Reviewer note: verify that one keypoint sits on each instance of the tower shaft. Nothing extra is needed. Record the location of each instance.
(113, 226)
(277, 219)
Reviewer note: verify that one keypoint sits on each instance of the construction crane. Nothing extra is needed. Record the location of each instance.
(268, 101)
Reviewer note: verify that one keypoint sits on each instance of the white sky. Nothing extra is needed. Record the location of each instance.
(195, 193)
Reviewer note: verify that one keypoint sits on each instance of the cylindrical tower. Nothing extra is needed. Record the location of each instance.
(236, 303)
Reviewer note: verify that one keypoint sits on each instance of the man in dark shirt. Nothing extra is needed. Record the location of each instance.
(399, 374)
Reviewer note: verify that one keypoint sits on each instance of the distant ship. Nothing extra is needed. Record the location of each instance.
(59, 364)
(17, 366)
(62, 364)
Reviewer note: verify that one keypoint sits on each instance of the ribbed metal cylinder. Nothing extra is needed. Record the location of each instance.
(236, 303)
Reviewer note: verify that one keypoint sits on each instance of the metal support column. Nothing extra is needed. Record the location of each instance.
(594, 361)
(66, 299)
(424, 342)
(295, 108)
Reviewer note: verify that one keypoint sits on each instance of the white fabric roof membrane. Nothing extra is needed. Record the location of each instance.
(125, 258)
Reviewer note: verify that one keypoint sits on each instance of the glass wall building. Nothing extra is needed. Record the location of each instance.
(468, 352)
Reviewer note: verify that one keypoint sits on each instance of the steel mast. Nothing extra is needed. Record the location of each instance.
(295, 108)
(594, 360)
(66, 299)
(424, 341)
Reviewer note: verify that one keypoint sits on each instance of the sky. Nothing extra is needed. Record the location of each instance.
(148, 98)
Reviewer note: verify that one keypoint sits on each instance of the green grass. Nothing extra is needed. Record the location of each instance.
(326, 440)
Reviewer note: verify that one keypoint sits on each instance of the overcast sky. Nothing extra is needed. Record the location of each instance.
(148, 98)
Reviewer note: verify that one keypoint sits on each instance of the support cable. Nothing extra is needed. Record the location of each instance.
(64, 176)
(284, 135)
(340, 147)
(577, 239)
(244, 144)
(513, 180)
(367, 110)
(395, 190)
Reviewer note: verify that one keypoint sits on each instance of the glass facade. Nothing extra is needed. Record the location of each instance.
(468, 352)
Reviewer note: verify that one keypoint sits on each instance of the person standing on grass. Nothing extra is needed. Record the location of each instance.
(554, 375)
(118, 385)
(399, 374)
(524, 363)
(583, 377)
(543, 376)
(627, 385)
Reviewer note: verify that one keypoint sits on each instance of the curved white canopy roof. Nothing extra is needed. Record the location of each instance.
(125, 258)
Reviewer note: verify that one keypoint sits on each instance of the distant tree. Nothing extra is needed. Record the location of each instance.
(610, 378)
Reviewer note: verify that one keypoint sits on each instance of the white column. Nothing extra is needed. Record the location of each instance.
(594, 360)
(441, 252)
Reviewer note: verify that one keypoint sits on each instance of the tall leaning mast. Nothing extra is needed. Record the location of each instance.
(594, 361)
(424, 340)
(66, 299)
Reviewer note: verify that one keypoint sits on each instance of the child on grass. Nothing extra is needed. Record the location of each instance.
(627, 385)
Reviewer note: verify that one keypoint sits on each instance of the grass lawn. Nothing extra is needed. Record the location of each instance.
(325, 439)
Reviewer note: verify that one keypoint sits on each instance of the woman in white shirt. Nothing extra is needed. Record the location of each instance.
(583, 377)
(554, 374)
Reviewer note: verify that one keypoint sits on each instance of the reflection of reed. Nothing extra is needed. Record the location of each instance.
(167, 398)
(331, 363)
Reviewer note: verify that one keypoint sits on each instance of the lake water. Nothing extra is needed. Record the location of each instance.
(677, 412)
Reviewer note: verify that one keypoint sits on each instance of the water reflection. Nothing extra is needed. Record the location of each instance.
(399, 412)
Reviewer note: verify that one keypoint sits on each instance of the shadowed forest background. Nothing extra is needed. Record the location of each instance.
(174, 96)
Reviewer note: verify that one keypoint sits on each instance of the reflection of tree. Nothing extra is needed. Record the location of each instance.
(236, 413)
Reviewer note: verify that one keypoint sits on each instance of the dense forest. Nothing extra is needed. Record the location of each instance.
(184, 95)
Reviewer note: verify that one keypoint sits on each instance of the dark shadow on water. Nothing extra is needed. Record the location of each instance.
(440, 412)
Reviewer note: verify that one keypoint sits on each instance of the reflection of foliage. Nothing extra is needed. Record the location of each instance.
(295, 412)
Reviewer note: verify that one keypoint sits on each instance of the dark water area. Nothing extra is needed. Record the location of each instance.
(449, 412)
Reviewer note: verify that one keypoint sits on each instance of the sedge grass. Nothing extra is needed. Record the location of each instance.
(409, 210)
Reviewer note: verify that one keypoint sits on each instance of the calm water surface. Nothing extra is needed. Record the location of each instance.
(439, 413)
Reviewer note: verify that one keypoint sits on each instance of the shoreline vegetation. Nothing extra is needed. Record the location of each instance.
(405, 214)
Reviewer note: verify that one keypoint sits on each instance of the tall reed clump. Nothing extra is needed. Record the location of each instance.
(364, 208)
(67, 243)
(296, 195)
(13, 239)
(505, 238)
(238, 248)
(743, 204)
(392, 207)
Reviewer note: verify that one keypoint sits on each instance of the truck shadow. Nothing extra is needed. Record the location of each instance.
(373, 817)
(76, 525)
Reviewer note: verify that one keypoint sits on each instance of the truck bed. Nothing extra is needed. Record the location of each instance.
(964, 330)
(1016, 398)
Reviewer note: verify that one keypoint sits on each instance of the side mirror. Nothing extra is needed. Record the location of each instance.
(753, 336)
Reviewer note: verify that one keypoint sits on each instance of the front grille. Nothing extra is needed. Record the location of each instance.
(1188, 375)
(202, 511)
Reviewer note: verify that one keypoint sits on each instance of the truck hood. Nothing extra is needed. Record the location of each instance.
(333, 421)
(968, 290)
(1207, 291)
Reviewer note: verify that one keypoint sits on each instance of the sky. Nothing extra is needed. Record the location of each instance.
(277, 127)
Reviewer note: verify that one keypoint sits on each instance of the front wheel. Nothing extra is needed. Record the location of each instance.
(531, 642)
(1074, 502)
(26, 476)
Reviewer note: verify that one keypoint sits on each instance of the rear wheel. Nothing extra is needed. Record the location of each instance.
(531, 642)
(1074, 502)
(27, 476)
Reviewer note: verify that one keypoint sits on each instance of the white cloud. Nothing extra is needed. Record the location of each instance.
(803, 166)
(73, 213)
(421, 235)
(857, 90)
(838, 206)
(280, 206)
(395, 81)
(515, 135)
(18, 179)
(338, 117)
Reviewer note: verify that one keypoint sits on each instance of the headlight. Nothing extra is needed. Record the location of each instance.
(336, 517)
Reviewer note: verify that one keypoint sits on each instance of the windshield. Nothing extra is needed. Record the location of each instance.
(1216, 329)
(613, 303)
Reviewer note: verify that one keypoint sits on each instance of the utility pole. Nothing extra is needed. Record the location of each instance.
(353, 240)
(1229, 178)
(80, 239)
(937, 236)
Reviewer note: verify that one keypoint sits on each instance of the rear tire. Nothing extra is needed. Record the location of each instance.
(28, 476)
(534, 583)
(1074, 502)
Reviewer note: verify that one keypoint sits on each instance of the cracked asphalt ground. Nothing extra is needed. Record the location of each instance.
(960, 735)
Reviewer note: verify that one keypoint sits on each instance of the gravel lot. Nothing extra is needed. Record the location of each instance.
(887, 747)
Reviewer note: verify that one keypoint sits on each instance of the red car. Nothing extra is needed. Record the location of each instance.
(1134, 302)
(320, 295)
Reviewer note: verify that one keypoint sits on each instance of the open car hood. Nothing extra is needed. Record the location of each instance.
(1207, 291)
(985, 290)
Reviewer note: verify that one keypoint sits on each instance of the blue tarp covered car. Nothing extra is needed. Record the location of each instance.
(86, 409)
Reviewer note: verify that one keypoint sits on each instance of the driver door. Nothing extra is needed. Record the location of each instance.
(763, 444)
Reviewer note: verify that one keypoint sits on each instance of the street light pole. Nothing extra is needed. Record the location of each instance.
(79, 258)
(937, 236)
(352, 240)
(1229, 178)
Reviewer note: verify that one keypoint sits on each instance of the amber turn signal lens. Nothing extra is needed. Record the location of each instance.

_Task prompt_:
An exact copy is required of each line from the one containing "of the driver" through the last line of the material, and of no other line.

_Response box_:
Reviewer note: verify that one keypoint sits on each instance of the driver door. Nothing extra is needed. Record the location of each instance.
(763, 444)
Reviewer note: verify that one keypoint sits on each instance of the street light pole. Nothing extra is needed. Record the location of each instance.
(79, 258)
(937, 236)
(352, 240)
(1229, 178)
Reviewer note: verify that one keypoint sits on each instance of the amber turn signal lens. Nothing extra is needed. Record the location of each instance.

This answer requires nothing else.